* [Exercise objective] Pull out the lines from the one containing "job: white curtain" through the final line of the listing below and repeat them exactly. Leave the pictures behind.

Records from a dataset
--- start ---

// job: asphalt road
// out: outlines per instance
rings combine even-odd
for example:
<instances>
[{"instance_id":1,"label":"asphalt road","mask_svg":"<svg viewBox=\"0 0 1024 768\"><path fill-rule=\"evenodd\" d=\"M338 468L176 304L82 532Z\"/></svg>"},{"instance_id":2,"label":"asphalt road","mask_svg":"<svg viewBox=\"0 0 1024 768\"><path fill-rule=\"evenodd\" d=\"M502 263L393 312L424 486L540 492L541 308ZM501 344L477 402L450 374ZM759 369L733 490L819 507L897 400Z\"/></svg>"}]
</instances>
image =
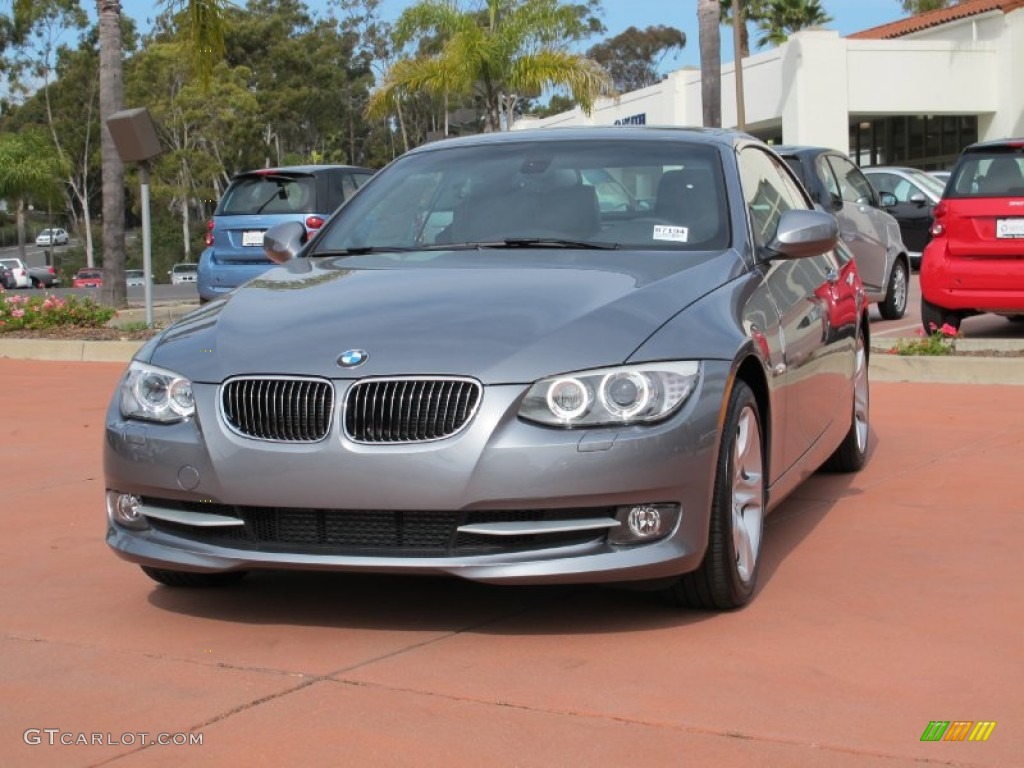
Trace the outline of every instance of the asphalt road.
<instances>
[{"instance_id":1,"label":"asphalt road","mask_svg":"<svg viewBox=\"0 0 1024 768\"><path fill-rule=\"evenodd\" d=\"M0 359L0 765L1021 765L1019 387L872 384L865 469L810 478L767 520L754 602L708 613L445 579L157 586L103 542L123 368ZM957 720L996 725L922 740Z\"/></svg>"},{"instance_id":2,"label":"asphalt road","mask_svg":"<svg viewBox=\"0 0 1024 768\"><path fill-rule=\"evenodd\" d=\"M16 249L0 249L0 253L9 255ZM43 263L41 248L35 245L29 247L29 263ZM91 296L98 300L99 291L90 288L57 288L52 289L52 293L57 296L80 295ZM153 300L155 303L188 303L196 302L199 305L199 294L195 285L171 286L157 283L153 286ZM143 290L141 288L128 289L128 301L132 305L142 306L144 301ZM884 321L879 314L878 308L871 308L871 329L874 338L897 338L914 336L921 326L921 284L918 274L910 276L910 291L907 298L907 311L901 319ZM1021 339L1024 340L1024 324L1011 323L1005 317L997 315L983 314L976 317L969 317L964 321L961 332L965 338L970 339Z\"/></svg>"}]
</instances>

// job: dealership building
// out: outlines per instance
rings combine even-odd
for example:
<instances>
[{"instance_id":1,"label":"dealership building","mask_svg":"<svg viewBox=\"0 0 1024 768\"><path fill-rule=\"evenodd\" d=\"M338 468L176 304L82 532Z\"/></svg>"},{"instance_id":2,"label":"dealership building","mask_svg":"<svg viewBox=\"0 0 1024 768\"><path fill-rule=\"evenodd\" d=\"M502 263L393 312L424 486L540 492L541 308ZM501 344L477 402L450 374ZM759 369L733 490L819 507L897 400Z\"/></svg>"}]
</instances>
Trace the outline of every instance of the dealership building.
<instances>
[{"instance_id":1,"label":"dealership building","mask_svg":"<svg viewBox=\"0 0 1024 768\"><path fill-rule=\"evenodd\" d=\"M805 30L741 61L746 131L847 152L860 165L947 168L969 143L1024 136L1024 0L966 0L847 37ZM722 65L722 125L735 127L735 67ZM702 124L689 68L615 98L526 117L518 128Z\"/></svg>"}]
</instances>

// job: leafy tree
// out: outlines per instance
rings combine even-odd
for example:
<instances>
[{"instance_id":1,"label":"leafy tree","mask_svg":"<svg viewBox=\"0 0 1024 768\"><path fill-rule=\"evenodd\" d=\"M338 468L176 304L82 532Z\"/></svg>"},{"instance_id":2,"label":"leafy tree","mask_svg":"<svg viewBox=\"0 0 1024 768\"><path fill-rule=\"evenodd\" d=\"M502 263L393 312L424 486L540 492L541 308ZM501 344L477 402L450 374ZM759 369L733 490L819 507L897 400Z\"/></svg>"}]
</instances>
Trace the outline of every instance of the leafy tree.
<instances>
[{"instance_id":1,"label":"leafy tree","mask_svg":"<svg viewBox=\"0 0 1024 768\"><path fill-rule=\"evenodd\" d=\"M682 50L686 35L674 27L630 27L590 48L587 55L611 76L620 93L653 85L660 78L658 65L673 50Z\"/></svg>"},{"instance_id":2,"label":"leafy tree","mask_svg":"<svg viewBox=\"0 0 1024 768\"><path fill-rule=\"evenodd\" d=\"M396 39L435 35L442 41L433 55L402 58L388 70L372 96L368 115L392 114L403 94L445 97L474 95L484 111L485 130L511 128L516 101L548 87L564 87L586 112L611 90L607 73L594 60L573 53L569 44L595 29L587 14L594 6L559 0L485 0L479 12L456 0L420 0L396 25Z\"/></svg>"},{"instance_id":3,"label":"leafy tree","mask_svg":"<svg viewBox=\"0 0 1024 768\"><path fill-rule=\"evenodd\" d=\"M40 131L0 134L0 198L14 203L17 252L25 260L25 212L30 202L52 205L60 199L60 159Z\"/></svg>"},{"instance_id":4,"label":"leafy tree","mask_svg":"<svg viewBox=\"0 0 1024 768\"><path fill-rule=\"evenodd\" d=\"M719 0L697 0L697 36L700 41L700 108L707 128L722 126L722 40Z\"/></svg>"}]
</instances>

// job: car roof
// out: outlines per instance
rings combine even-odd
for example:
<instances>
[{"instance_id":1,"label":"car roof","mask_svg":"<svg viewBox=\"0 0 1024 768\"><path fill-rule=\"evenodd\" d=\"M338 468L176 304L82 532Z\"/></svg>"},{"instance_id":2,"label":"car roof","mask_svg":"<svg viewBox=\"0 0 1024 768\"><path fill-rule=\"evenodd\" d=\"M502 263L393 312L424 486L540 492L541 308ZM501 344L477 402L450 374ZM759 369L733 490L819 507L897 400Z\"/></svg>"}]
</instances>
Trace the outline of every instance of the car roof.
<instances>
[{"instance_id":1,"label":"car roof","mask_svg":"<svg viewBox=\"0 0 1024 768\"><path fill-rule=\"evenodd\" d=\"M999 138L991 141L977 141L964 147L965 153L985 152L987 150L1024 150L1024 137L1021 138Z\"/></svg>"},{"instance_id":2,"label":"car roof","mask_svg":"<svg viewBox=\"0 0 1024 768\"><path fill-rule=\"evenodd\" d=\"M420 154L455 146L473 146L477 144L514 144L522 142L546 143L549 141L565 140L606 141L608 139L621 139L624 137L628 137L631 140L642 141L683 139L695 143L725 144L730 146L739 141L758 141L757 138L749 133L725 128L692 128L650 125L574 126L561 128L527 128L525 130L477 133L471 136L445 138L440 141L432 141L430 143L422 144L415 150L410 150L407 154Z\"/></svg>"},{"instance_id":3,"label":"car roof","mask_svg":"<svg viewBox=\"0 0 1024 768\"><path fill-rule=\"evenodd\" d=\"M364 168L362 166L357 166L357 165L288 165L288 166L279 166L275 168L253 168L252 170L249 171L242 171L241 173L234 174L232 180L236 178L245 178L248 176L272 176L274 174L288 174L288 173L313 175L331 169L340 169L344 171L366 171L367 173L376 173L376 171L373 168Z\"/></svg>"}]
</instances>

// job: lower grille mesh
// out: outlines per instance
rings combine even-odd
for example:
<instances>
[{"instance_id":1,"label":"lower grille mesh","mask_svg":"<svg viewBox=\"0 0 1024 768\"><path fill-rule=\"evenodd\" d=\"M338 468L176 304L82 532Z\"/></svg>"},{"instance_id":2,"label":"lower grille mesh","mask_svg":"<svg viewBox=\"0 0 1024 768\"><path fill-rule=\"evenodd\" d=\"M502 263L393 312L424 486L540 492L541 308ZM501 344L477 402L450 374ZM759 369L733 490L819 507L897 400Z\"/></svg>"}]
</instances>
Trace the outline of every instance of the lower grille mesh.
<instances>
[{"instance_id":1,"label":"lower grille mesh","mask_svg":"<svg viewBox=\"0 0 1024 768\"><path fill-rule=\"evenodd\" d=\"M444 557L500 554L583 544L602 539L603 530L495 537L460 534L460 525L523 520L573 520L613 517L614 508L438 512L434 510L293 509L232 507L145 500L146 504L240 518L245 525L198 527L150 518L157 530L211 545L275 552L336 555Z\"/></svg>"}]
</instances>

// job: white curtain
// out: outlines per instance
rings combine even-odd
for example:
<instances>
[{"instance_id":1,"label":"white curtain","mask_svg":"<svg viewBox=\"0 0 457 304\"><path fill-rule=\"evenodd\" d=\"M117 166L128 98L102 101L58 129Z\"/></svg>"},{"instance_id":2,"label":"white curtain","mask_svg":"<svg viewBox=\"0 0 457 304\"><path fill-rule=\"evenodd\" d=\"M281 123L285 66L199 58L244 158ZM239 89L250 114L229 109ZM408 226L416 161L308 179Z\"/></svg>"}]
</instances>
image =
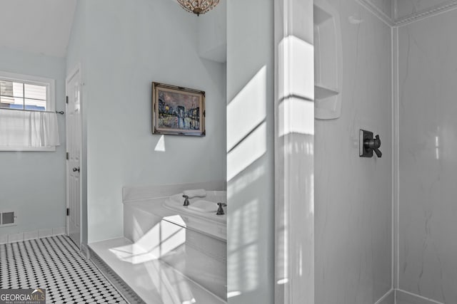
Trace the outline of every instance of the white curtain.
<instances>
[{"instance_id":1,"label":"white curtain","mask_svg":"<svg viewBox=\"0 0 457 304\"><path fill-rule=\"evenodd\" d=\"M0 108L0 149L52 147L59 145L56 113Z\"/></svg>"}]
</instances>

--- end ---

* [Response to this task]
// job: white curtain
// out: outlines per instance
rings combine even-odd
for example:
<instances>
[{"instance_id":1,"label":"white curtain","mask_svg":"<svg viewBox=\"0 0 457 304\"><path fill-rule=\"evenodd\" d=\"M117 166L128 98L102 101L58 129Z\"/></svg>"},{"instance_id":2,"label":"white curtain","mask_svg":"<svg viewBox=\"0 0 457 304\"><path fill-rule=\"evenodd\" d=\"M281 123L285 66L199 58L244 158ZM239 89L250 114L229 109ZM408 226L416 161L308 179Z\"/></svg>"}]
</instances>
image =
Trace the outline of every instance of the white curtain.
<instances>
[{"instance_id":1,"label":"white curtain","mask_svg":"<svg viewBox=\"0 0 457 304\"><path fill-rule=\"evenodd\" d=\"M0 108L0 149L52 147L59 145L56 113Z\"/></svg>"}]
</instances>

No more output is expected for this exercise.